Problems and tasks:
- A) Pull out every line in the rows below that contains the string "dark".
- B) Carry the ASA quality-of-service configuration guide below further, starting right after its final sentence.

Text to read:
====

GORIASA(config-if)# duplex auto

ORIASA(config-if)# sysopt connection tcpmss 1200

GORIASA(config)# mtu outside 1380

GORIASA(config)# crypto IPsec df-bit clear-df outside

GORIASA(config)# crypto IPsec fragmentation before-encryption outside

GORIASA(config)# crypto IPsec security-association replay window-size 1024

GORIASA(config)# priority-queue outside

GORIASA(config-priority-queue)# tx-ring-limit 512

GORIASA(config-priority-queue)# queue-limit 2048

GORIASA(config)# class-map voice-qos

GORIASA(config-cmap)# match tunnel-group 2.2.2.2

GORIASA(config-cmap)# match dscp ef

GORIASA(config-cmap)# exit

GORIASA(config)# policy-map Gori-police

GORIASA(config-pmap)# class voice-qos

GORIASA(config-pmap-c)# priority

GORIASA(config-pmap-c)# exit

GORIASA(config-pmap)# class class-default

GORIASA(config-pmap-c)# police output 900000 conform-action transmit exceed-action drop

GORIASA(config)# service-policy Gori-police interface outside

The policing rate is in bits per seconds (bps). The link below can be used for data rate unit conversion.

http://www.sengpielaudio.com/calculator-transferrate.htm

Hierarchical Priority Queuing

In this example, a nested approach is used in the policy map and the default class traffic is shaped. On ASA, shaping can only be applied to outgoing traffic using class-default, because ASA requires all traffic to be matched for traffic shaping. Traffic shaping is similar to policing except that shaping will place the packet into a buffer and smoothen the traffic flow to match the limit imposed. Whereas policing will drop the packet once the limit has been exceeded.  Generally, traffic shaping applies to all types of traffic leaving the ASA. You cannot enable policy and traffic shaping for the same type of traffic even thou the ASA allows the configuration.

The total maximum traffic size for shaped traffic includes IPSEC overhead and layer two (L2) headers. Shaping usually takes place after encryption and does not allow for prioritization on the inner packet or tunnel-group basis for VPN. When using hierarchical priority queuing for encrypted VPN traffic, only the DSCP/IP precedence value can be used to match the traffic, the tunnel group cannot be used.

Since we are using the hierarchical priority queue, in this example, we do not need to configure priority queuing on the outside ASA. It is important to know that traffic shaping is not yet supported on ASA 5580.

GORIASA(config)# interface g0/0

GORIASA(config-if)# nameif outside

GORIASA(config-if)# speed auto

GORIASA(config-if)# duplex auto

GORIASA(config)# interface g0/1

GORIASA(config-if)# nameif inside

GORIASA(config-if)# speed auto

GORIASA(config-if)# duplex auto

ORIASA(config-if)# sysopt connection tcpmss 1200

GORIASA(config)# mtu outside 1380

GORIASA(config)# crypto IPsec df-bit clear-df outside

GORIASA(config)# crypto IPsec fragmentation before-encryption outside

GORIASA(config)# crypto IPsec security-association replay window-size 1024

GORIASA(config)# class-map voice-qos

GORIASA(config-cmap)# match dscp ef

GORIASA(config)# policy-map voice-qos

GORIASA(config-pmap)# class voice-qos

GORIASA(config-pmap-c)#   priority

GORIASA(config-pmap-c)# policy-map gory-shape

GORIASA(config-pmap)# class class-default

GORIASA(config-pmap-c)#   shape average 896000

GORIASA(config-pmap-c)#   service-policy voice-qos

GORIASA(config)# service-policy gory-shape interface outside

NOTE: Target Bit Rate (bits per second) for traffic shapping needs to be in multiple of 8000.

====

Listing:

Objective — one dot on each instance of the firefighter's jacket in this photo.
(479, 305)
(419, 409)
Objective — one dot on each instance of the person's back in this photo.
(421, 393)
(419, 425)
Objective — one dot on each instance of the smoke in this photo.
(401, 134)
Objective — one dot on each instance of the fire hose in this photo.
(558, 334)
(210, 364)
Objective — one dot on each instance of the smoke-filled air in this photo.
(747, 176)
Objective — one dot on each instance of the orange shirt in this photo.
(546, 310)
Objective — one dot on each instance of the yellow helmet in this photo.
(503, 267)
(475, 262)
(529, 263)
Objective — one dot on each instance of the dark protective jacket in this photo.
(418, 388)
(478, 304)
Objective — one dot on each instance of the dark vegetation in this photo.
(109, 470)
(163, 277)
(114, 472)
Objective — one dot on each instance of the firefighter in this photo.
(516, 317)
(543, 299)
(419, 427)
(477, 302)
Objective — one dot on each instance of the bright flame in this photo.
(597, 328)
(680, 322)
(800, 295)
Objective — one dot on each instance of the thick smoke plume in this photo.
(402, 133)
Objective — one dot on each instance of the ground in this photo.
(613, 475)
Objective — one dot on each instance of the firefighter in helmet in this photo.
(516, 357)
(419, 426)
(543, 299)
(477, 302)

====

Responses for each task:
- A)
Objective — one dot on each instance of the dark protective jacket in this photo.
Objective — one dot on each instance of the dark vegetation in this photo.

- B)
Using the “sh priority-queue statistics” command tells us if the ASA is actually prioritizing the traffic. As show below; it displays the statistics of both traffic that are forwarded using BE (best effort) and LLQ.

Sh priority-queue statistics before QOS is configured

Priority-Queue Statistics interface OUTSIDE

Queue Type         = BE

Tail Drops         = 0

Reset Drops       = 0

Packets Transmit   = 642459

Packets Enqueued   = 0

Current Q Length   = 0

Max Q Length       = 0

Queue Type         = LLQ

Tail Drops         = 0

Reset Drops        = 0

Packets Transmit   = 0

Packets Enqueued   = 0

Current Q Length   = 0

Max Q Length       = 0

Sh priority-queue statistics after QOS is configured

Priority-Queue Statistics interface OUTSIDE

Queue Type         = BE

Tail Drops         = 0

Reset Drops       = 0

Packets Transmit   = 1618882

Packets Enqueued   = 0

Current Q Length   = 0

Max Q Length       = 0

Queue Type         = LLQ

Tail Drops         = 0

Reset Drops       = 0

Packets Transmit   = 757

Packets Enqueued   = 0

Current Q Length   = 0

Max Q Length       = 0

NOTES:

  • •v  Once configured, the QOS policies will not apply to established VPN traffic, for it to immediately apply to established VPN traffic; you will have to bounce the tunnel. Also, if a service policy applied to an interface is removed, the QOS that applies to all the established VPN traffic are not removed until you reestablished the tunnel.
  • •v  Again, the ASA does not mark or classify voice packet; it assume that the voice/video traffic is already marked with a DSCP value. After QOS is configured, if the LLQ in the “Sh priority-queue statistics” output is still showing zero, you need to make sure the ASA is actually receiving packet already marked with the DSCP value. A packet capture on the interface can help you with this.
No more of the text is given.